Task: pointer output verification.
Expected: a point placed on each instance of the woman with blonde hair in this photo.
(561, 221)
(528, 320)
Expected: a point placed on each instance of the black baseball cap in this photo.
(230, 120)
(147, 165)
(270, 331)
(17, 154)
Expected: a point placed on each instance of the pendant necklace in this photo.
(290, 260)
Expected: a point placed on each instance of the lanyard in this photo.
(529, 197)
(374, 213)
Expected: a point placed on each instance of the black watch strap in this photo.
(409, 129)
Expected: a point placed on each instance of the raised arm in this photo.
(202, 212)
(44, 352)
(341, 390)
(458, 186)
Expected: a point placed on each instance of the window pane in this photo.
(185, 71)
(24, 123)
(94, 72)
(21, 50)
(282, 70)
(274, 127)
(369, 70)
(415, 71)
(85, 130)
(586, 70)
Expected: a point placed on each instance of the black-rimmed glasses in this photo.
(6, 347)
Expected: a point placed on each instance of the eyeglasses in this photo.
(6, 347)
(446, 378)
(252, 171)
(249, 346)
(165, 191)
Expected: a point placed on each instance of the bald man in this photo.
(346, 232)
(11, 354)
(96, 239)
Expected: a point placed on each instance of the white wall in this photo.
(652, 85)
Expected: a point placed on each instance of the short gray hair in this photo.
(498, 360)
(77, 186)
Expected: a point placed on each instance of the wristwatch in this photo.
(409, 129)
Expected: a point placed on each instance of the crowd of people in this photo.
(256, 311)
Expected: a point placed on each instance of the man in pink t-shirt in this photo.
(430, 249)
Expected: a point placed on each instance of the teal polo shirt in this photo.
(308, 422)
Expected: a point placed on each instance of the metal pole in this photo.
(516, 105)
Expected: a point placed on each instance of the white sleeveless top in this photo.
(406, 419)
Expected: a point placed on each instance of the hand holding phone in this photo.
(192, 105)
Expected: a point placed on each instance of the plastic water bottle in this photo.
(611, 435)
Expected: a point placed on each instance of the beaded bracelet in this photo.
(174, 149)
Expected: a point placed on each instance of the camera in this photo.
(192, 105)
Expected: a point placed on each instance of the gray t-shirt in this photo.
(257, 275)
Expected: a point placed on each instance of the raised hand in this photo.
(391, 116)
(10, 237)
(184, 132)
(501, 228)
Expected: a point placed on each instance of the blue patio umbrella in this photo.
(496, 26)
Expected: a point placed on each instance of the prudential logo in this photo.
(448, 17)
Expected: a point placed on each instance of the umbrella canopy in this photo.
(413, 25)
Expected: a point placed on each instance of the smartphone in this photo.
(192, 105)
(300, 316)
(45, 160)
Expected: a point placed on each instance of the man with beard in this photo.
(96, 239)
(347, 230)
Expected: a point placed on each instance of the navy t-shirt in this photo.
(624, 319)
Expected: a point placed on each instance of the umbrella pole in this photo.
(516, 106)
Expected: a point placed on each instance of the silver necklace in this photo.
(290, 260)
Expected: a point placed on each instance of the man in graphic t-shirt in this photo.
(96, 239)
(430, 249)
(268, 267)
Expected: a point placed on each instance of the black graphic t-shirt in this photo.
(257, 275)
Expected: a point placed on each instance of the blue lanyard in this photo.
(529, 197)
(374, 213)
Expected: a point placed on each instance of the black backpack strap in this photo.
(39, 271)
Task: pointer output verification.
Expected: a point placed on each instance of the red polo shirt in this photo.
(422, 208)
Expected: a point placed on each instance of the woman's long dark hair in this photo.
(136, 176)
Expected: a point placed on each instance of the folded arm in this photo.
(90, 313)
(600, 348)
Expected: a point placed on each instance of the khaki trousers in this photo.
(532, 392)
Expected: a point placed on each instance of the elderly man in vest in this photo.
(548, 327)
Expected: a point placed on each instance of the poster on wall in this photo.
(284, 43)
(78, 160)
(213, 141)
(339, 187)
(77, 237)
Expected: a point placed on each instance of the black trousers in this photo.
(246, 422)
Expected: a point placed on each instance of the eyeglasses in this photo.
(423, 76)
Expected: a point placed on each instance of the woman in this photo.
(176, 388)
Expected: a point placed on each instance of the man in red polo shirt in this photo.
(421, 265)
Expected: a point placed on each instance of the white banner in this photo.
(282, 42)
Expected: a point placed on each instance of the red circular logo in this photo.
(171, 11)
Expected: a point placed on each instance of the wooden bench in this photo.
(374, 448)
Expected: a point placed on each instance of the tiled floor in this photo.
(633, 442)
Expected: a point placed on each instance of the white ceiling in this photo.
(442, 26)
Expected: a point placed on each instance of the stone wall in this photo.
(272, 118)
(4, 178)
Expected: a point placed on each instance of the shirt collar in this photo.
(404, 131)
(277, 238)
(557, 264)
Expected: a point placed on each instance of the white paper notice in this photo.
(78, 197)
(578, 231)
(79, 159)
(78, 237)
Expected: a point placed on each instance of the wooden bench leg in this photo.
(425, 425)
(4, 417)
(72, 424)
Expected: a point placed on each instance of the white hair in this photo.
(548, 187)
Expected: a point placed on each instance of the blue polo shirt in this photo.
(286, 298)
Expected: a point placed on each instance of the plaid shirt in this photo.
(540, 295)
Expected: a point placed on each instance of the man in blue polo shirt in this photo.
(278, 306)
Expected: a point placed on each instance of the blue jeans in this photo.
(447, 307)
..............................
Work order:
The required output is the exact run of lines from the one with "Expected: a point placed on each instance of the blue jeans" through the final line of the entries.

Output:
Expected: a point placed on each instance of the blue jeans in this photo.
(447, 307)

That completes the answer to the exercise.